* [Tasks]:
1 – Answer these questions from the post about the husband's drinking, one line each:
(a) How old is the husband?
(b) What medicine is he taking now, and how much a day?
(c) What does the writer think is sometimes behind the "arguments"?
2 – Using the post about the husband's drinking, say yes or no for each statement and quote the words that decide it:
(a) His liver and kidney failure was mostly caused by alcohol.
(b) He found Campral helpful.
(c) He went through a two-week in-patient detox.
3 – Carry on the post about the husband's drinking from the point where it ends.

* [Document extract]:
== Segment start ==

I'm posting here about my husband and I'm wondering what people would recommend for him. He's 33 has been drinking heavily since his teens. In the last 20 months or so he's acknowledged that his drinking is a problem. (With varying degrees of acceptance). 9 months ago he had acute liver and kidney failure, though this was more to do with prolonged paracetamol overdose than alcohol. (He spent a weekend very drunk and somehow convinced himself he had a broken rib, he kept taking painkillers then forgetting her had taken them and taking some more a few minutes later). His kidneys are now near normal and his liver Gamma GT is back to 90, down from 890.
He has attended AA (which he hates), psychotherapy (he initially had a great psychologist but we've moved back to Ireland from London so can't see her anymore), attended a two week in-patient detox and tried CBT. He was on Campral for a few months which he found useless and is now on Effexor, 75MG a day. At the moment he is drinking 3-4 times a week, usually a 1/4 or 1/2 bottle of neat vodka on his way home from work.
He is prone to crazy mood swings. He can be sitting having a chat one minute and then just freak out, storm out of the room, start yelling. Sometimes he seems to think we're in the middle of an argument when we are not. He is working really long hours at the moment, out of both job necessity and a desire to keep busy, and he isn't sleeping well so I think sometimes these "arguments" happen because he is half asleep and in a type of dream.

== Segment end ==

* [Dataset records]:
== Segment start ==

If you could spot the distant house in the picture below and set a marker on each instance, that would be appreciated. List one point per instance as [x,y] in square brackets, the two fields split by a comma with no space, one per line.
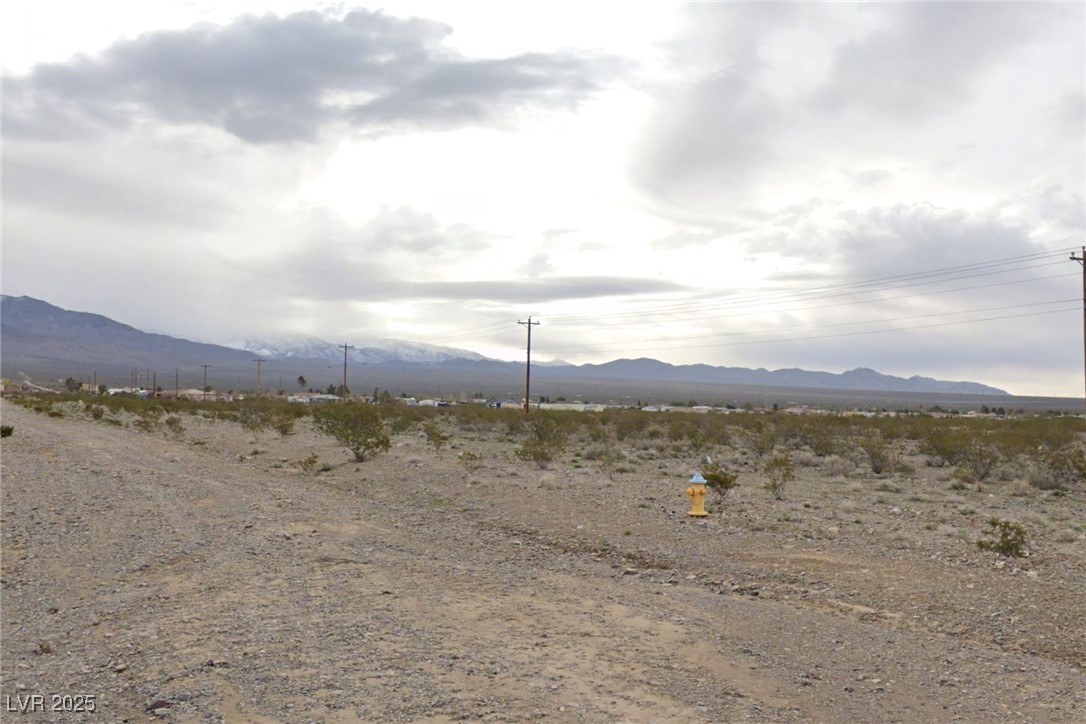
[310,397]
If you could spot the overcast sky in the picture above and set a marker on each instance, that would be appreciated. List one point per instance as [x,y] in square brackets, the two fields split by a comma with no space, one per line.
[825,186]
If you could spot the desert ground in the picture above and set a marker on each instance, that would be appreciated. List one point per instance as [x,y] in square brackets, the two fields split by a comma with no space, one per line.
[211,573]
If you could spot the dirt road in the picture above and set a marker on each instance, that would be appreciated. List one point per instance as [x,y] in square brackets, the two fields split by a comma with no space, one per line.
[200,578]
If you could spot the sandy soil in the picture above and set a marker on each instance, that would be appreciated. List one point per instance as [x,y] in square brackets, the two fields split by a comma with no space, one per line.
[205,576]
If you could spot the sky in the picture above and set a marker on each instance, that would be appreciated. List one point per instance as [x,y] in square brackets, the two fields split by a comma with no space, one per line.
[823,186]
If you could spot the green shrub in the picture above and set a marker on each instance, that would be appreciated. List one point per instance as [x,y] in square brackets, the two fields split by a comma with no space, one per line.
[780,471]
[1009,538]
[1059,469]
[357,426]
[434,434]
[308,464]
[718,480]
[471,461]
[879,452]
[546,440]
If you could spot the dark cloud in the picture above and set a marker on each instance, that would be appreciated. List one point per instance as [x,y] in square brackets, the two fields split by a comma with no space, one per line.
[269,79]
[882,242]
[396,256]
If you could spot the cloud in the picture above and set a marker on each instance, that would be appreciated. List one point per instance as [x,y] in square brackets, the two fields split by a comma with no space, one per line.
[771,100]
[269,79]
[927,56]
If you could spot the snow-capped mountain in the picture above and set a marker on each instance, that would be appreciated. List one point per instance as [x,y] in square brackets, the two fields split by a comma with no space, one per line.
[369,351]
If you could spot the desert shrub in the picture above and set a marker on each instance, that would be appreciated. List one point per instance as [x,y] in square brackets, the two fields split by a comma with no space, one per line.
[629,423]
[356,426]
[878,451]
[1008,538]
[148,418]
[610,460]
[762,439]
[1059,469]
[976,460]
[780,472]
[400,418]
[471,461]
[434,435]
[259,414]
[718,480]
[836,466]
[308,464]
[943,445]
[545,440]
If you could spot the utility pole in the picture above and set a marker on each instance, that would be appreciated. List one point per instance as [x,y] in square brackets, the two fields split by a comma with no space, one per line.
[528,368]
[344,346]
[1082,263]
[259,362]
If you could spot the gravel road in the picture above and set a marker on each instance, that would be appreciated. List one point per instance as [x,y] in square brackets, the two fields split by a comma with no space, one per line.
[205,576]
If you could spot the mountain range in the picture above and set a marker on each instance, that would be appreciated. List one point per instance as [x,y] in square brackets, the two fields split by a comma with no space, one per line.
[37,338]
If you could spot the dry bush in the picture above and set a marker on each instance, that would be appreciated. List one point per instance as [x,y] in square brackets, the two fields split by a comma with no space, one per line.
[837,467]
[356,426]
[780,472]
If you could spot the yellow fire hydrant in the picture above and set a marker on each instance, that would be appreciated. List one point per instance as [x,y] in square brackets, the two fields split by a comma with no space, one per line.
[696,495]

== Segment end ==

* [Expected outputs]:
1 –
(a) 33.
(b) Effexor, 75MG a day.
(c) He is half asleep and in a type of dream.

2 –
(a) No: "this was more to do with prolonged paracetamol overdose than alcohol"
(b) No: "which he found useless"
(c) Yes: "attended a two week in-patient detox"

3 –
If he can get sober forever then great, if he can find a way to be a genuine "social drinker" (which he says is what he'd honestly really like) that's fine too. I just wish there was a way that alcohol could become unimportant to him. There are other issues at play here too, I've read many theories that in a lot of cases problem drinking is a symptom as much as a cause and that may very well be the case here. He is now looking for a counsellor/psychiatrist who will help him deal with those issues rather than one focussed on alcohol abuse.
We have talked about him trying either Naltrexone or Baclofen. Obviously with his past health problems neither may be possible and we'll find some doctor who we can consult about this. But from a mental health type of place what do people here think might be best? If he was going to try Naltrexone would he have to change the way he drinks in order for it to work? I'm not sure how well I could cope with him openly drinking at home a lot. (I can't quite describe the level of hell that my life has been for years with his drinking.) I've read a lot of stories on The Sinclair Method board and a lot of people describe keeping on drinking for ages and ages out of habit rather than desire. My husband has gotten out of the habit of drinking at home and I don't want to re-ignite that. He has some of the same worries though he hasn't read through the website. He says he has worked hard to stop drinking at home and doesn't want to restart.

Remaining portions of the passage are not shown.